[Segmentation mask data]
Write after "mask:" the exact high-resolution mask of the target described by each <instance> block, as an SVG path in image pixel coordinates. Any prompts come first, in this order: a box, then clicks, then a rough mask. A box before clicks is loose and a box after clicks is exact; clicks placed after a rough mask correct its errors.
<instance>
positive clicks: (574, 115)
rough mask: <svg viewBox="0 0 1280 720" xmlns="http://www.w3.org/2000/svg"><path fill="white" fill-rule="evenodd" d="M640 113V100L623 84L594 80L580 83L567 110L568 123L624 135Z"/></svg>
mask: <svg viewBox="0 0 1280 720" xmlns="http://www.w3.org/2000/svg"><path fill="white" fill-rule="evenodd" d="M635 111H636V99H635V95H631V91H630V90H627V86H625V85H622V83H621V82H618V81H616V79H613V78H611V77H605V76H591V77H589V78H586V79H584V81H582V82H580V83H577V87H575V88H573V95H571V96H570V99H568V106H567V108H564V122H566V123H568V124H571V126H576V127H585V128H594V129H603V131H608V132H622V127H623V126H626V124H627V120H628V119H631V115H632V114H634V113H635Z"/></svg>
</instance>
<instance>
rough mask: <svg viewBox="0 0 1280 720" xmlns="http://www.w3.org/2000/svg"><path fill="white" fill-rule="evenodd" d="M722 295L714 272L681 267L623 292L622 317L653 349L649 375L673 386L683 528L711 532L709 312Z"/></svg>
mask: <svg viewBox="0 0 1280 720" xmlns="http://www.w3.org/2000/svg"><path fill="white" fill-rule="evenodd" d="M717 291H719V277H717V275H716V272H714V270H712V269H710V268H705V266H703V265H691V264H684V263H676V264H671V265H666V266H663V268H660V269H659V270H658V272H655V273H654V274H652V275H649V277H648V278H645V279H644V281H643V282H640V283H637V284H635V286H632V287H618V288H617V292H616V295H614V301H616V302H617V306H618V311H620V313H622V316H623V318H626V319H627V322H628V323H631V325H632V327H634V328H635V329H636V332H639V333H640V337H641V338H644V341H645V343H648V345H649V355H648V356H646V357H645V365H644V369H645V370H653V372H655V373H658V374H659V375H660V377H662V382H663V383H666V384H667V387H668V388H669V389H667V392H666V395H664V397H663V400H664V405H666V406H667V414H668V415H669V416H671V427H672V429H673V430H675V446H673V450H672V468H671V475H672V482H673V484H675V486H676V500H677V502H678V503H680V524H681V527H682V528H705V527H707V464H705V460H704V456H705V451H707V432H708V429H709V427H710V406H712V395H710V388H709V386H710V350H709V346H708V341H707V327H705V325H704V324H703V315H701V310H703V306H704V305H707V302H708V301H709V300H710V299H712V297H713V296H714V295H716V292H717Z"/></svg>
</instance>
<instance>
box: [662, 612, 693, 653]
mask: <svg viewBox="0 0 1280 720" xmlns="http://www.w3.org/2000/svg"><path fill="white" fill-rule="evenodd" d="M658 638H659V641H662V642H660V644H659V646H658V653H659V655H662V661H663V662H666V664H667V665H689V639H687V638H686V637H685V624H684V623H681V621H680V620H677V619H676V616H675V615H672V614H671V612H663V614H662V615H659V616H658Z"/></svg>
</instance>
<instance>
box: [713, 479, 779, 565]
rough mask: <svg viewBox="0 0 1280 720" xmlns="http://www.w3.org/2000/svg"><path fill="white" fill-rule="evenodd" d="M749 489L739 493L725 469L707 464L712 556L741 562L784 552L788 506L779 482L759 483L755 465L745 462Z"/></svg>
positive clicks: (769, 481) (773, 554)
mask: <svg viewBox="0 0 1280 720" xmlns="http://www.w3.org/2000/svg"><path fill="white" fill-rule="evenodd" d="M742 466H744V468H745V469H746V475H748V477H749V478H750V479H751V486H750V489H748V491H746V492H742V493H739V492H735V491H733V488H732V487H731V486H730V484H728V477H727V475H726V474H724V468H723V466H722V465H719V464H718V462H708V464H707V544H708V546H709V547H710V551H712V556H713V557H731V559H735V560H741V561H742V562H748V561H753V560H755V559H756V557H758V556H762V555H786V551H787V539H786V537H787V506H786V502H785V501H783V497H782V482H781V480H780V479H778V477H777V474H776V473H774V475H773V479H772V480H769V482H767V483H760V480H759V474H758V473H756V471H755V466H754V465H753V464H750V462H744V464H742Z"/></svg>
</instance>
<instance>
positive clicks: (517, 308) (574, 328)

**Task**
Output every record without changing any wording.

**Output for this exercise**
Write after "mask:" the exact high-resolution mask of the target described by each <instance> block, as an SVG path in image pixel coordinates. Any prompts come first, in this order: a box, then clicks, then a rough mask. A box before clicks is loose and a box after clicks is exact; clicks placed after a rough mask correct its errors.
<instance>
positive clicks: (574, 115)
rough mask: <svg viewBox="0 0 1280 720" xmlns="http://www.w3.org/2000/svg"><path fill="white" fill-rule="evenodd" d="M640 113V100L623 84L594 80L580 83L567 110L568 123L624 135Z"/></svg>
mask: <svg viewBox="0 0 1280 720" xmlns="http://www.w3.org/2000/svg"><path fill="white" fill-rule="evenodd" d="M635 111H636V99H635V95H631V91H630V90H627V86H625V85H622V83H621V82H618V81H616V79H613V78H611V77H605V76H591V77H589V78H586V79H584V81H582V82H580V83H577V87H575V88H573V95H571V96H570V99H568V106H567V108H564V122H566V123H568V124H571V126H576V127H585V128H594V129H603V131H608V132H622V127H623V126H626V124H627V120H628V119H631V115H632V114H634V113H635Z"/></svg>
</instance>
<instance>
rough mask: <svg viewBox="0 0 1280 720" xmlns="http://www.w3.org/2000/svg"><path fill="white" fill-rule="evenodd" d="M722 295L714 272L681 267L623 292L622 317L653 349L649 375L673 386L683 528L711 532L709 312Z"/></svg>
mask: <svg viewBox="0 0 1280 720" xmlns="http://www.w3.org/2000/svg"><path fill="white" fill-rule="evenodd" d="M717 291H719V277H717V275H716V272H714V270H712V269H710V268H705V266H703V265H691V264H684V263H676V264H671V265H666V266H663V268H660V269H659V270H658V272H655V273H654V274H652V275H649V277H648V278H645V279H644V281H643V282H640V283H637V284H635V286H632V287H618V288H617V292H616V295H614V301H616V302H617V306H618V311H620V313H622V316H623V318H626V319H627V322H628V323H631V325H632V327H634V328H635V329H636V332H639V333H640V337H641V338H644V341H645V343H648V345H649V355H648V356H646V357H645V365H644V369H645V370H653V372H655V373H658V374H659V375H660V377H662V382H663V383H666V384H667V387H668V388H669V389H667V392H666V395H664V397H663V400H664V405H666V406H667V414H668V415H669V416H671V427H672V429H673V430H675V446H673V450H672V468H671V475H672V482H673V484H675V486H676V500H677V502H678V503H680V524H681V527H682V528H705V527H707V464H705V460H704V456H705V451H707V432H708V429H709V427H710V406H712V395H710V388H709V386H710V350H709V346H708V341H707V327H705V325H704V324H703V315H701V310H703V306H704V305H707V302H708V301H709V300H710V299H712V297H713V296H714V295H716V292H717Z"/></svg>
</instance>
<instance>
box: [662, 612, 693, 653]
mask: <svg viewBox="0 0 1280 720" xmlns="http://www.w3.org/2000/svg"><path fill="white" fill-rule="evenodd" d="M658 638H659V641H662V642H660V644H659V646H658V653H659V655H662V661H663V662H666V664H667V665H689V639H687V638H686V637H685V624H684V623H681V621H680V620H677V619H676V616H675V615H672V614H671V612H663V614H662V615H659V616H658Z"/></svg>
</instance>
<instance>
box: [713, 479, 779, 565]
rough mask: <svg viewBox="0 0 1280 720" xmlns="http://www.w3.org/2000/svg"><path fill="white" fill-rule="evenodd" d="M749 489L739 493L725 469L707 464L712 556L741 562L784 552L788 506L779 482L759 483L755 465L745 462Z"/></svg>
positive clicks: (769, 481) (773, 554)
mask: <svg viewBox="0 0 1280 720" xmlns="http://www.w3.org/2000/svg"><path fill="white" fill-rule="evenodd" d="M742 466H744V468H745V469H746V475H748V477H749V478H750V479H751V486H750V489H748V491H746V492H742V493H739V492H735V491H733V488H732V487H731V486H730V484H728V477H727V475H726V474H724V468H723V466H722V465H719V464H718V462H708V464H707V544H708V546H709V547H710V551H712V556H713V557H731V559H735V560H741V561H742V562H748V561H753V560H755V559H756V557H758V556H762V555H786V551H787V539H786V537H787V506H786V502H785V501H783V497H782V482H781V480H780V479H778V477H777V474H776V473H774V475H773V479H772V480H769V482H767V483H760V480H759V474H758V473H756V471H755V466H754V465H753V464H750V462H744V464H742Z"/></svg>
</instance>
<instance>
positive clicks: (517, 308) (574, 328)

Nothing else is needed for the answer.